- _Task prompt_: Lay out every line of the records below as a numbered list, skipping any blank lines.

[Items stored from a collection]
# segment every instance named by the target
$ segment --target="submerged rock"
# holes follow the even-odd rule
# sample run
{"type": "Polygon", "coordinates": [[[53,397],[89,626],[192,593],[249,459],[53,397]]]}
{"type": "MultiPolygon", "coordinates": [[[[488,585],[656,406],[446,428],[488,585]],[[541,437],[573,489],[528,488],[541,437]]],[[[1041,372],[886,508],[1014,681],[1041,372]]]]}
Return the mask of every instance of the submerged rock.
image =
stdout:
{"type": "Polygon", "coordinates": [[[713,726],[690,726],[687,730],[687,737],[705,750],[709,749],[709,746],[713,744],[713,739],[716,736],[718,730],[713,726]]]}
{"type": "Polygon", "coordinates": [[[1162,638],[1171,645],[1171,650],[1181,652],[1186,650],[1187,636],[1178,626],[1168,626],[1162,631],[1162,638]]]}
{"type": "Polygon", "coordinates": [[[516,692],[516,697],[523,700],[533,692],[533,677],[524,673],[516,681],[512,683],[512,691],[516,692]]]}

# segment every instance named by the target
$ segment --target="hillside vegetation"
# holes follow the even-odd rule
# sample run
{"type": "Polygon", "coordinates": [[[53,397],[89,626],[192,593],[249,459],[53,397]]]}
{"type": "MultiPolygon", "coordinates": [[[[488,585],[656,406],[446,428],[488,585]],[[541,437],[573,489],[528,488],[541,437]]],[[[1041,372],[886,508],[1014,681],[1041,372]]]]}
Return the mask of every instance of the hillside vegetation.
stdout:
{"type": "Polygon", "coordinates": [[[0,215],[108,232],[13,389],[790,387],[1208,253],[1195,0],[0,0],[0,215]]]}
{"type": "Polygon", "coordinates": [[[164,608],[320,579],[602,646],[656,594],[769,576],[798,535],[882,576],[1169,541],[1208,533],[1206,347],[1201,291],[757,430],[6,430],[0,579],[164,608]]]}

- _Result_:
1. # segment every instance named by the target
2. $ segment --target="submerged rock"
3. # holes follow the even-odd rule
4. # sample run
5. {"type": "Polygon", "coordinates": [[[53,397],[89,626],[192,593],[249,459],[53,397]]]}
6. {"type": "MultiPolygon", "coordinates": [[[[488,585],[656,406],[446,428],[488,585]],[[541,437],[573,489],[528,488],[541,437]]],[[[1041,372],[886,508],[1014,681],[1041,372]]]]}
7. Return the mask of every instance of the submerged rock.
8. image =
9. stdout:
10. {"type": "Polygon", "coordinates": [[[713,726],[690,726],[687,730],[687,737],[705,750],[709,749],[709,746],[713,744],[713,739],[716,736],[718,730],[713,726]]]}
11. {"type": "Polygon", "coordinates": [[[1162,638],[1171,645],[1171,650],[1181,652],[1186,650],[1187,636],[1178,626],[1168,626],[1162,631],[1162,638]]]}
12. {"type": "Polygon", "coordinates": [[[516,692],[516,697],[523,700],[533,692],[533,677],[524,673],[516,681],[512,683],[512,691],[516,692]]]}
13. # segment every instance named by the target
14. $ segment --target="hillside vegetation"
15. # holes follow the even-odd rule
16. # sample run
17. {"type": "Polygon", "coordinates": [[[53,397],[89,626],[192,593],[249,459],[53,397]]]}
18. {"type": "MultiPolygon", "coordinates": [[[[488,585],[656,406],[446,428],[488,585]],[[541,437],[573,489],[528,488],[541,437]]],[[[1041,372],[886,508],[1014,681],[1041,372]]]]}
19. Return the mask of every instance of the hillside vegetation.
20. stdout:
21. {"type": "Polygon", "coordinates": [[[0,215],[108,232],[13,389],[790,387],[1208,253],[1195,0],[0,0],[0,215]]]}
22. {"type": "Polygon", "coordinates": [[[164,608],[320,579],[602,646],[656,594],[769,576],[798,535],[882,576],[1169,541],[1208,533],[1206,347],[1201,291],[757,430],[6,430],[0,579],[164,608]]]}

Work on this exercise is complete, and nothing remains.